**WHAT YOU WILL DO**
Below is a block of data; give all of it again word for word.

Dataset excerpt:
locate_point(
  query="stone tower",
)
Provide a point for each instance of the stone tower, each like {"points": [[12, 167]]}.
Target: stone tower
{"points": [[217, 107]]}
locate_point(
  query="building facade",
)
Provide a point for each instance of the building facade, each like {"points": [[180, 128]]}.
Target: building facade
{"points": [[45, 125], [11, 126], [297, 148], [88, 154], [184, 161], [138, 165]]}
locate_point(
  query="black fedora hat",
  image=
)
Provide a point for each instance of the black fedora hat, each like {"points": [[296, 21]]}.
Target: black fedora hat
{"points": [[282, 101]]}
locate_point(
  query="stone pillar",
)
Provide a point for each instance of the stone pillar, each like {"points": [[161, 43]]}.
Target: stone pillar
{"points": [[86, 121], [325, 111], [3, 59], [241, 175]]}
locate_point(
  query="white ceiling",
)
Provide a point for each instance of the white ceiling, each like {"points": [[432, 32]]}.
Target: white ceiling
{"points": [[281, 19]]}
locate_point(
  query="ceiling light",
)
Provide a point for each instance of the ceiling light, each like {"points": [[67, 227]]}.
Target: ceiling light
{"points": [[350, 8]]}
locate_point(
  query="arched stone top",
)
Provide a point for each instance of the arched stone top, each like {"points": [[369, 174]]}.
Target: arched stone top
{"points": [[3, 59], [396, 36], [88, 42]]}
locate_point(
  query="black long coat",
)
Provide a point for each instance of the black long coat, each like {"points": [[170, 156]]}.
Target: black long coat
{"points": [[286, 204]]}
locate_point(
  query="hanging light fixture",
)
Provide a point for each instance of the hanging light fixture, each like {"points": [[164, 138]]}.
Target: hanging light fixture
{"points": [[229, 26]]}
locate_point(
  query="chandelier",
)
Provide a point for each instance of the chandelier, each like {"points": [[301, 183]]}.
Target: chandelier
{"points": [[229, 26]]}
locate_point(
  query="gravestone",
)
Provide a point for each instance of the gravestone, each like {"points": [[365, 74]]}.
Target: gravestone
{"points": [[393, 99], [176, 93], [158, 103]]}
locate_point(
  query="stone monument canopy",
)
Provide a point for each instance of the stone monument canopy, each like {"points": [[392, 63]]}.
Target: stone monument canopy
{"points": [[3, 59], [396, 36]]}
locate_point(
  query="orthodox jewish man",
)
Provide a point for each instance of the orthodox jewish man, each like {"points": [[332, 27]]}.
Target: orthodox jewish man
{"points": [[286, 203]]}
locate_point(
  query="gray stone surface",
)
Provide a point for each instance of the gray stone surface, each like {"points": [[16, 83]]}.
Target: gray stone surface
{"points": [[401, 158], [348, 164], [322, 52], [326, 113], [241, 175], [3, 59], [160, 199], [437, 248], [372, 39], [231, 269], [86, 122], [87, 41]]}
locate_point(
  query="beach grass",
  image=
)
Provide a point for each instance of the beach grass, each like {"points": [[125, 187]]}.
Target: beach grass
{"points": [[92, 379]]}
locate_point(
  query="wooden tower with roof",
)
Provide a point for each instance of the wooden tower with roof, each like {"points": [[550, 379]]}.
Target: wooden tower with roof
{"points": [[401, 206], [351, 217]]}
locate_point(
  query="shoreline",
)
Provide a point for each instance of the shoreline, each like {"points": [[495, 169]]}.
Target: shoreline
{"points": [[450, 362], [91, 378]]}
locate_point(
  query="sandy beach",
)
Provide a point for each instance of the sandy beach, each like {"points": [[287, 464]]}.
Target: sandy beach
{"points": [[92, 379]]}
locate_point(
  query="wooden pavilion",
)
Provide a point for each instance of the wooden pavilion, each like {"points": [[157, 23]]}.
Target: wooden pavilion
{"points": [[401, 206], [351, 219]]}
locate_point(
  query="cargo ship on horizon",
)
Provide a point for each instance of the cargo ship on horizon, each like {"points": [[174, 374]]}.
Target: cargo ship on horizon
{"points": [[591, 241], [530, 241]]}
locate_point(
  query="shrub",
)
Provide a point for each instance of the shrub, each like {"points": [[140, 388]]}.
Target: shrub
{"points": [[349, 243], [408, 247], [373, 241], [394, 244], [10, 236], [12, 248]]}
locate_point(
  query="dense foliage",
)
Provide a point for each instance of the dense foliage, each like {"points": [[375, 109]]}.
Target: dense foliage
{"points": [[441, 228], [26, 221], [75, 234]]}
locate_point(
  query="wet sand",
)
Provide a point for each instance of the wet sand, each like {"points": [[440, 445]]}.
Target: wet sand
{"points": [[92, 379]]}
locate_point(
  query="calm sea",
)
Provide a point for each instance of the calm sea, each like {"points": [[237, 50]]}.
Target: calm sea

**TASK SOLUTION**
locate_point(
  query="stone tower",
)
Provide a point for each instance of the stone tower, each like {"points": [[12, 167]]}.
Target: stone tower
{"points": [[217, 107]]}
locate_point(
  query="building facade",
)
Provide a point for each instance of the building facade, each like {"points": [[180, 128]]}.
Target: building facade
{"points": [[45, 125], [11, 126], [297, 148], [88, 154], [184, 161], [138, 165]]}
locate_point(
  query="black fedora hat",
  image=
)
Provide a point for each instance of the black fedora hat, each like {"points": [[296, 21]]}.
Target: black fedora hat
{"points": [[282, 101]]}
locate_point(
  query="stone pillar",
)
Provide a point for each instance of the stone pillar, each like {"points": [[161, 43]]}.
Target: stone pillar
{"points": [[86, 121], [325, 111], [3, 59], [241, 175]]}
locate_point(
  query="white ceiling",
)
Provide a point for each instance of the white ceiling, each like {"points": [[432, 32]]}.
Target: white ceiling
{"points": [[281, 19]]}
locate_point(
  query="ceiling light",
)
Provide a point for each instance of the ceiling light, each like {"points": [[67, 227]]}.
Target: ceiling light
{"points": [[350, 8]]}
locate_point(
  query="arched stone top",
)
Provide a point for each instance of the arched stone top, each like {"points": [[369, 174]]}.
Target: arched stone top
{"points": [[3, 59], [396, 36], [88, 42]]}
locate_point(
  query="black long coat",
)
Provide a point for each instance of the black long coat, each like {"points": [[170, 156]]}.
Target: black long coat
{"points": [[286, 204]]}
locate_point(
  query="hanging light fixture",
)
Provide a point for each instance of the hanging light fixture, each like {"points": [[164, 138]]}.
Target: hanging light fixture
{"points": [[229, 26]]}
locate_point(
  query="chandelier",
)
Provide a point for each instance of the chandelier, each like {"points": [[301, 183]]}.
Target: chandelier
{"points": [[229, 26]]}
locate_point(
  query="gravestone",
)
Provide a point for each instance of the gravestone, each like {"points": [[365, 74]]}.
Target: gravestone
{"points": [[393, 99], [176, 93], [158, 103]]}
locate_point(
  query="stone monument canopy",
)
Provide a point for each instance of the stone monument canopy, each like {"points": [[392, 63]]}.
Target: stone monument canopy
{"points": [[3, 59], [396, 36]]}
locate_point(
  query="orthodox jewish man",
)
Provide a point for each instance of the orthodox jewish man, each like {"points": [[332, 27]]}.
Target: orthodox jewish man
{"points": [[286, 203]]}
locate_point(
  query="gray stone surface",
)
Provide a point for each instance of the gray stone surface, each like {"points": [[16, 83]]}.
Target: gray stone surface
{"points": [[401, 158], [348, 164], [322, 52], [326, 113], [241, 175], [3, 59], [160, 199], [437, 248], [372, 39], [231, 269], [86, 122], [87, 41]]}
locate_point(
  query="beach grass",
  image=
)
Provide a point for each instance of the beach grass, each like {"points": [[125, 187]]}.
Target: beach grass
{"points": [[92, 379]]}
locate_point(
  query="wooden tower with roof",
)
Provide a point for each instance of the wooden tower with roof, each like {"points": [[550, 379]]}.
Target: wooden tower with roof
{"points": [[401, 206], [351, 217]]}
locate_point(
  query="shoreline",
)
Provide a point for each instance of the shoreline, each like {"points": [[495, 169]]}.
Target: shoreline
{"points": [[450, 362], [91, 378]]}
locate_point(
  query="sandy beach",
)
Provide a point for each instance of the sandy beach, each like {"points": [[287, 464]]}.
Target: sandy beach
{"points": [[92, 379]]}
locate_point(
  query="wooden pavilion",
)
Provide a point for each instance of the wooden pavilion, each like {"points": [[157, 23]]}.
Target: wooden pavilion
{"points": [[401, 206], [351, 219]]}
locate_point(
  query="cargo ship on horizon",
)
Provide a point for each instance of the cargo ship on horizon, each like {"points": [[174, 374]]}.
Target: cargo ship on horizon
{"points": [[591, 241], [530, 241]]}
locate_point(
  query="shrub",
)
Provide a point for each instance of the shrub, each like {"points": [[140, 388]]}.
Target: shrub
{"points": [[349, 243], [408, 247], [373, 241], [394, 244], [10, 236], [12, 248]]}
locate_point(
  query="dense foliage",
)
Provide a point for each instance of the dense foliage, each like {"points": [[375, 109]]}.
Target: dense foliage
{"points": [[441, 228], [26, 221], [75, 234]]}
locate_point(
  query="wet sand",
)
Provide a point for each instance of the wet sand, each like {"points": [[440, 445]]}.
Target: wet sand
{"points": [[92, 379]]}
locate_point(
  query="calm sea",
)
Provide a point for each instance of the calm sea, each like {"points": [[237, 50]]}.
Target: calm sea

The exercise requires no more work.